» **Tarefa 1**: Transcreva o texto sobre o pastor T.B. Joshua inteiro, sem mudar nada.

» **Texto extraído**:
+ + + +
Aviso: esta reportagem contém detalhes que alguns leitores podem achar perturbadores.

A BBC revelou como o pastor Temitope Balogun Joshua, conhecido como T.B. Joshua (1963-2021), acusado de cometer crimes sexuais em massa, manteve sua própria filha trancada em um quarto e a torturou por anos, até abandoná-la nas ruas de Lagos, na Nigéria.

“Meu pai tinha medo, medo constante. Ele tinha muito medo de que alguém falasse”, conta uma das filhas do pastor, Ajoke. Ela foi uma das primeiras pessoas a denunciar à BBC os abusos que ela presenciou na igreja do seu pai.

Agora com 27 anos, Ajoke vive escondida e eliminou seu sobrenome “Joshua”. A BBC irá manter seu novo nome em sigilo.

Pouco se sabe sobre a mãe biológica de Ajoke. Acredita-se que ela faça parte da congregação de T.B. Joshua.

Ajoke se lembra de ter sido criada pela viúva de Joshua, Evelyn, desde muito pequena.

Ela conta que teve uma infância muito feliz até os sete anos de idade. Ela viajava de férias com a família Joshua para lugares como Dubai, nos Emirados Árabes Unidos. Até que, um dia, tudo mudou.

Ajoke foi suspensa da escola por mau comportamento e um jornalista local se referiu a ela como filha ilegítima de T.B. Joshua em uma reportagem. Ela foi retirada da escola e levada para o complexo da Scoan em Lagos.

“Fui forçada a me mudar para o quarto dos discípulos”, ela conta. “Eu não me voluntariei para ser discípula. Fui forçada a entrar.”

Os discípulos eram um grupo de elite de seguidores dedicados que serviam T.B. Joshua e moravam com ele dentro do labiríntico complexo da igreja. Eles vinham de todas as partes do mundo e muitos moravam no complexo por décadas.
+ + + +
» **Tarefa 2**: Nas linhas abaixo, troque "green pine foliage" por "pine needles" no trecho que começa na linha com "Every instance of the green" e termina na linha com "Trace each instance of the green", as duas inclusas, e deixe o resto igual. Entregue só esse trecho.

Registros de uma coleção de dados
+ + + +
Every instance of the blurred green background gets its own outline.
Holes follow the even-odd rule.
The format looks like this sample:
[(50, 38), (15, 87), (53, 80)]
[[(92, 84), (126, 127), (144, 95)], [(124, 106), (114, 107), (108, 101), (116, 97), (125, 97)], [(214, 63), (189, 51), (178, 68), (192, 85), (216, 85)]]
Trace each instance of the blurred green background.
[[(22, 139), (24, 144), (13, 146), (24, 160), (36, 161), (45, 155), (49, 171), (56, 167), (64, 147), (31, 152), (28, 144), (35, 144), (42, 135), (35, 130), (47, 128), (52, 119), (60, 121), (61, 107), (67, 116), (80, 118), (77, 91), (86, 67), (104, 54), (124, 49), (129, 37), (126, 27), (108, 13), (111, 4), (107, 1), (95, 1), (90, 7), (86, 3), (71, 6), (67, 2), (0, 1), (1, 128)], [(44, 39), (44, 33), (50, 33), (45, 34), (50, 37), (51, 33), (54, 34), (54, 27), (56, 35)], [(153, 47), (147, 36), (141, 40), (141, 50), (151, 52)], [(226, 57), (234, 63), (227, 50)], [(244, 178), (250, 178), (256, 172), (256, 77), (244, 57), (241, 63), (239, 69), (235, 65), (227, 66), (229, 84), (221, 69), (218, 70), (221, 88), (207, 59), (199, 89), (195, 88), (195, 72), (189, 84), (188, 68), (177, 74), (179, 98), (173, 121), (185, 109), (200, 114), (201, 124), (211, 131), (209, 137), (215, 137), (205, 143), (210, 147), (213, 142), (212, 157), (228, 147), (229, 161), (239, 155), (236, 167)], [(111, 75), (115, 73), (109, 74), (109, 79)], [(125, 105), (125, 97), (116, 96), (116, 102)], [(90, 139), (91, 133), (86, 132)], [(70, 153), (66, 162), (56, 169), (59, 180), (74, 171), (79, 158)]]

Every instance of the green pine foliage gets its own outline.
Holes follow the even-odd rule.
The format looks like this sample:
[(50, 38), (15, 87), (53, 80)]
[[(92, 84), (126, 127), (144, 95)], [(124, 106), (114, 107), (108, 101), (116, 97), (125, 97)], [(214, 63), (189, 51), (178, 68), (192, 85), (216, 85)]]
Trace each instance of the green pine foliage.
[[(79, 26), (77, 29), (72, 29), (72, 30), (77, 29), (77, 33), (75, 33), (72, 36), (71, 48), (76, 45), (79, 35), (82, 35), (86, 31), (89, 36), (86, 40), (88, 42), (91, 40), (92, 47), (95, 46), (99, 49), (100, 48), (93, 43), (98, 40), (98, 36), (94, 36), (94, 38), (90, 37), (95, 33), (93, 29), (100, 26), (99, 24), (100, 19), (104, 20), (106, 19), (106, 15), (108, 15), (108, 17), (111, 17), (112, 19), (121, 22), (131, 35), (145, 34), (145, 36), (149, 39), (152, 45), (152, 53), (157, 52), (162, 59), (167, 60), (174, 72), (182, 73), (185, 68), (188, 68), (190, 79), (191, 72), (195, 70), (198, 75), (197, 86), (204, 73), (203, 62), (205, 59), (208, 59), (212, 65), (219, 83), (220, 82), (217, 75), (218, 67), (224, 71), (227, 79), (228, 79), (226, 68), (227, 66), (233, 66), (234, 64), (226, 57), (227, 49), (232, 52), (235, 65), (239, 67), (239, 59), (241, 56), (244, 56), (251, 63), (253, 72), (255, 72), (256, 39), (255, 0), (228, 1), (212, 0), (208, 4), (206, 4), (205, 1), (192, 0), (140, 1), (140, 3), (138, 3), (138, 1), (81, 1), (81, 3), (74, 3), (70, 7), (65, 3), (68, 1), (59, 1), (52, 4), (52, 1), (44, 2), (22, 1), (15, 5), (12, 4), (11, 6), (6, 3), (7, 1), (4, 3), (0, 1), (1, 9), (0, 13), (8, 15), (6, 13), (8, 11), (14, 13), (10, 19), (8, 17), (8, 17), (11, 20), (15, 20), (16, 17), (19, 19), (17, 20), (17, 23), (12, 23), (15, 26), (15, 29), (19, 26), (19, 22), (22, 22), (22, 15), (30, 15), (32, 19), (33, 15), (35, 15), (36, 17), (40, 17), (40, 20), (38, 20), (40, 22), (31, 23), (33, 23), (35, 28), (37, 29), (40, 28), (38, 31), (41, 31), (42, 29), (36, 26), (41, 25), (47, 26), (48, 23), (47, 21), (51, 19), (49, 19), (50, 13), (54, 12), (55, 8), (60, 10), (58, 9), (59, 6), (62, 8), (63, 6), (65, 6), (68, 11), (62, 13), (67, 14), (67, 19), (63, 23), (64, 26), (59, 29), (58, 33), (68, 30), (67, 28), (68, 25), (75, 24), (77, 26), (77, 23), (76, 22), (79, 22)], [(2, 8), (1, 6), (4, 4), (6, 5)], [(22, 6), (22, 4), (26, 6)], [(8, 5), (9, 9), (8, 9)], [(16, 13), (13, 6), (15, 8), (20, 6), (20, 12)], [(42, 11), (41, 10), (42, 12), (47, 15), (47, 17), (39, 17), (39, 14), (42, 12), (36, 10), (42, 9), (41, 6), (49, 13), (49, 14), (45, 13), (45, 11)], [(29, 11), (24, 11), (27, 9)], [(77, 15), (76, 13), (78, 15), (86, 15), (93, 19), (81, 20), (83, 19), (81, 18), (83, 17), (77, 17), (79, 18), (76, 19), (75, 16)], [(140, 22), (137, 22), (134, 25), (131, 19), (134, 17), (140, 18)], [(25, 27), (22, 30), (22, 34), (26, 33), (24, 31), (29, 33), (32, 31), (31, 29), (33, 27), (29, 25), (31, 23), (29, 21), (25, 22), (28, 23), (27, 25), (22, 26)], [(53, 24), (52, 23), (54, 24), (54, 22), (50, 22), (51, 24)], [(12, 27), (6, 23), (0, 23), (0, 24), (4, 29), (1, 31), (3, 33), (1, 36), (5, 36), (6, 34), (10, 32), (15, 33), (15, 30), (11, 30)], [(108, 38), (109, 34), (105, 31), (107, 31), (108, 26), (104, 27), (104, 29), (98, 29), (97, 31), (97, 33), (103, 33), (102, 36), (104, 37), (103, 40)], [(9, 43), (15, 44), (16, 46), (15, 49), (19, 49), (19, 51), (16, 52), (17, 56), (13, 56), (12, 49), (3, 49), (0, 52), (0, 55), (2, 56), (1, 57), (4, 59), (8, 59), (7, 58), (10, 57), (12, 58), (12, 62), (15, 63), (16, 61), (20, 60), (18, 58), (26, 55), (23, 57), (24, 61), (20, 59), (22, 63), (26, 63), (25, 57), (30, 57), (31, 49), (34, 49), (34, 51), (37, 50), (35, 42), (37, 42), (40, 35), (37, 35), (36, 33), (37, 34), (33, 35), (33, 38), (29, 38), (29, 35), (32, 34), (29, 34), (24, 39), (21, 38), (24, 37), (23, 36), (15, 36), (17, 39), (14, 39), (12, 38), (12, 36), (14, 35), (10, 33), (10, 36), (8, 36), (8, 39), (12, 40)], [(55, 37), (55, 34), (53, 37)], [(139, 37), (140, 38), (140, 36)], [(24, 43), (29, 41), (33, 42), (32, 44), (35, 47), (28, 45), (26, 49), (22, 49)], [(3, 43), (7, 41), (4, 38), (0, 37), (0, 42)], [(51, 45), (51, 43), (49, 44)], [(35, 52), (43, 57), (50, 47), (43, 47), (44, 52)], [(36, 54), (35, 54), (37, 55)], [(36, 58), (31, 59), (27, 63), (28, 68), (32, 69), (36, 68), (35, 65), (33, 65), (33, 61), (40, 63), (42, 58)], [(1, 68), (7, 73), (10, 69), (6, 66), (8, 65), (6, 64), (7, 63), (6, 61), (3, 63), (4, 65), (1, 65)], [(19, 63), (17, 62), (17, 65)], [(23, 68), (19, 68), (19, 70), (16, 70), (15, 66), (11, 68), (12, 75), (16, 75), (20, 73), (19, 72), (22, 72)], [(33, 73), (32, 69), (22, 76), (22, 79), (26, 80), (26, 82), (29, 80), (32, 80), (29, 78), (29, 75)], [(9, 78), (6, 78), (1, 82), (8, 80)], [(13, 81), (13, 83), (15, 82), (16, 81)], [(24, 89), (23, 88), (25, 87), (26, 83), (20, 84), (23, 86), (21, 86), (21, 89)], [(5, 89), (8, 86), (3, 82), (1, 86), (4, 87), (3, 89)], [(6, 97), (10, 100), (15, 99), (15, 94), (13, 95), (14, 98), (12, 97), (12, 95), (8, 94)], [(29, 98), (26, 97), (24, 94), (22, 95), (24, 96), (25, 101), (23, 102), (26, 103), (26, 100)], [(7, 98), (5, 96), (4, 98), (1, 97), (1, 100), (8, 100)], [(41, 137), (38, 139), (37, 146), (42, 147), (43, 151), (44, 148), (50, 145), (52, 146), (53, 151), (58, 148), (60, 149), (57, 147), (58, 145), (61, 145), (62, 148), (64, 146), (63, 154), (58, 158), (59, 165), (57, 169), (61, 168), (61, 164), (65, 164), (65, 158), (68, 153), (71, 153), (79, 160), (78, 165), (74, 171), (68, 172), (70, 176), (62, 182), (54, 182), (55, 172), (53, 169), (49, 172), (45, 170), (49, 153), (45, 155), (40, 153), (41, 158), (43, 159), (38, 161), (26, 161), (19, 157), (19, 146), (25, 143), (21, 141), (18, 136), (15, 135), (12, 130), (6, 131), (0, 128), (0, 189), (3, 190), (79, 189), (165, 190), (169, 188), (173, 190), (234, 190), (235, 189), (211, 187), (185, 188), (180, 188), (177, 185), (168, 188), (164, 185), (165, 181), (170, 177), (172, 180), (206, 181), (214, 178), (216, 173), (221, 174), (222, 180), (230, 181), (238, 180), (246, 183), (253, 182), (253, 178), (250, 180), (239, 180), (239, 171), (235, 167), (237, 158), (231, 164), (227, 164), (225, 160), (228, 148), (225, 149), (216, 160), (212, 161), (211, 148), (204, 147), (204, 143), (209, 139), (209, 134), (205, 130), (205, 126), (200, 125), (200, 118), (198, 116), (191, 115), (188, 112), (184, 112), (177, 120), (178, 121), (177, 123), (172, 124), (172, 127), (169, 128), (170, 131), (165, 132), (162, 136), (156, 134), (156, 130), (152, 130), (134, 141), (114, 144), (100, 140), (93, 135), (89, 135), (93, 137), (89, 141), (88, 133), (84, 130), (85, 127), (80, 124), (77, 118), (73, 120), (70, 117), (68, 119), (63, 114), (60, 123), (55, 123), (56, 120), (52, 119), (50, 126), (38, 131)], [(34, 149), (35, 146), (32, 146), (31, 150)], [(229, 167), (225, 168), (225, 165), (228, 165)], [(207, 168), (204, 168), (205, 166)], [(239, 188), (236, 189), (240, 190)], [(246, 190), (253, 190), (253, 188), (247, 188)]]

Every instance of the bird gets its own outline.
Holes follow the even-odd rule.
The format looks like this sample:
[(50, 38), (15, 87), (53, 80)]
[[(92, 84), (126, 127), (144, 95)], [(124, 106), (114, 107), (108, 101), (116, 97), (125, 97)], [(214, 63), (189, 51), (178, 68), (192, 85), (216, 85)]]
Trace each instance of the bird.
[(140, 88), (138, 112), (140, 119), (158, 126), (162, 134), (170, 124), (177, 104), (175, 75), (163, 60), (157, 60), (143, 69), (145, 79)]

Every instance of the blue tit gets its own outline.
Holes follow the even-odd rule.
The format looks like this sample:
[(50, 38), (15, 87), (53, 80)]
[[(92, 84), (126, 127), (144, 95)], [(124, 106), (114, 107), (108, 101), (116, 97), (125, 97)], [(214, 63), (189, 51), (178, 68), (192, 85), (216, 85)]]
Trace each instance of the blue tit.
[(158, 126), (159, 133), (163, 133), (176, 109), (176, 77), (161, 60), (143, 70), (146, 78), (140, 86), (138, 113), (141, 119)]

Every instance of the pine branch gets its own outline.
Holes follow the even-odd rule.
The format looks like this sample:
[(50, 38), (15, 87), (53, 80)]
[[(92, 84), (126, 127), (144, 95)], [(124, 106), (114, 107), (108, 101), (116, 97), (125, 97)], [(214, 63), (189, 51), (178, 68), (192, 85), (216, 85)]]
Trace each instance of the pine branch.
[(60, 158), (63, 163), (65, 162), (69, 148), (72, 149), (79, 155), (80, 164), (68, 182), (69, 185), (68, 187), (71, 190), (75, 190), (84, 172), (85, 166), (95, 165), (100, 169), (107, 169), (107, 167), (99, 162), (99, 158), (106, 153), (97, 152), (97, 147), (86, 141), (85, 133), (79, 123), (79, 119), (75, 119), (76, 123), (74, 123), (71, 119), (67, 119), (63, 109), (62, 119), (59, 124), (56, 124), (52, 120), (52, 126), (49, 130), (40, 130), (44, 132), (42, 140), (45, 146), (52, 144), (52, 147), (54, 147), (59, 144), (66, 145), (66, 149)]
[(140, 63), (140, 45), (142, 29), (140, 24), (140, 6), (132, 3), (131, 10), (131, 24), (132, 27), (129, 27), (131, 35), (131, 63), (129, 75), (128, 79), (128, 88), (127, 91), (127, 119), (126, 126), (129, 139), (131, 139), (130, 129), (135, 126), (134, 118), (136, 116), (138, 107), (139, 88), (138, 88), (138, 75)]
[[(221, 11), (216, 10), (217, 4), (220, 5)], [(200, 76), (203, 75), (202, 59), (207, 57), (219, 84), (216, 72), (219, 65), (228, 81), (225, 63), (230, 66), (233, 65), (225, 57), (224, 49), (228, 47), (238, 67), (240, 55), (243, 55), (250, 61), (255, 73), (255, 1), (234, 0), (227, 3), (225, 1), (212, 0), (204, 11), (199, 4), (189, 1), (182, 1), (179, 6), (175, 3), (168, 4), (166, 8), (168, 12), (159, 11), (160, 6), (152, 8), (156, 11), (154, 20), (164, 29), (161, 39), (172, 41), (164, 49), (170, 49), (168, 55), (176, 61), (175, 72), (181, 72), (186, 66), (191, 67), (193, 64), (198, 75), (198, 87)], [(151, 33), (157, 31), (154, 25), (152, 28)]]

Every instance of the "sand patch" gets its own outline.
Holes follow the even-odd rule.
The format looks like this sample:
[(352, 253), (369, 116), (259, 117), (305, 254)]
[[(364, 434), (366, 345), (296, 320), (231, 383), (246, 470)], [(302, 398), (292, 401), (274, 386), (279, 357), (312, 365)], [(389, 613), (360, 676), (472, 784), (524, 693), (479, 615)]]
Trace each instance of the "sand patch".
+ + + +
» **Resultado da tarefa 1**:
Aviso: esta reportagem contém detalhes que alguns leitores podem achar perturbadores.

A BBC revelou como o pastor Temitope Balogun Joshua, conhecido como T.B. Joshua (1963-2021), acusado de cometer crimes sexuais em massa, manteve sua própria filha trancada em um quarto e a torturou por anos, até abandoná-la nas ruas de Lagos, na Nigéria.

“Meu pai tinha medo, medo constante. Ele tinha muito medo de que alguém falasse”, conta uma das filhas do pastor, Ajoke. Ela foi uma das primeiras pessoas a denunciar à BBC os abusos que ela presenciou na igreja do seu pai.

Agora com 27 anos, Ajoke vive escondida e eliminou seu sobrenome “Joshua”. A BBC irá manter seu novo nome em sigilo.

Pouco se sabe sobre a mãe biológica de Ajoke. Acredita-se que ela faça parte da congregação de T.B. Joshua.

Ajoke se lembra de ter sido criada pela viúva de Joshua, Evelyn, desde muito pequena.

Ela conta que teve uma infância muito feliz até os sete anos de idade. Ela viajava de férias com a família Joshua para lugares como Dubai, nos Emirados Árabes Unidos. Até que, um dia, tudo mudou.

Ajoke foi suspensa da escola por mau comportamento e um jornalista local se referiu a ela como filha ilegítima de T.B. Joshua em uma reportagem. Ela foi retirada da escola e levada para o complexo da Scoan em Lagos.

“Fui forçada a me mudar para o quarto dos discípulos”, ela conta. “Eu não me voluntariei para ser discípula. Fui forçada a entrar.”

Os discípulos eram um grupo de elite de seguidores dedicados que serviam T.B. Joshua e moravam com ele dentro do labiríntico complexo da igreja. Eles vinham de todas as partes do mundo e muitos moravam no complexo por décadas.

» **Resultado da tarefa 2**:
Every instance of the pine needles gets its own outline.
Holes follow the even-odd rule.
The format looks like this sample:
[(50, 38), (15, 87), (53, 80)]
[[(92, 84), (126, 127), (144, 95)], [(124, 106), (114, 107), (108, 101), (116, 97), (125, 97)], [(214, 63), (189, 51), (178, 68), (192, 85), (216, 85)]]
Trace each instance of the pine needles.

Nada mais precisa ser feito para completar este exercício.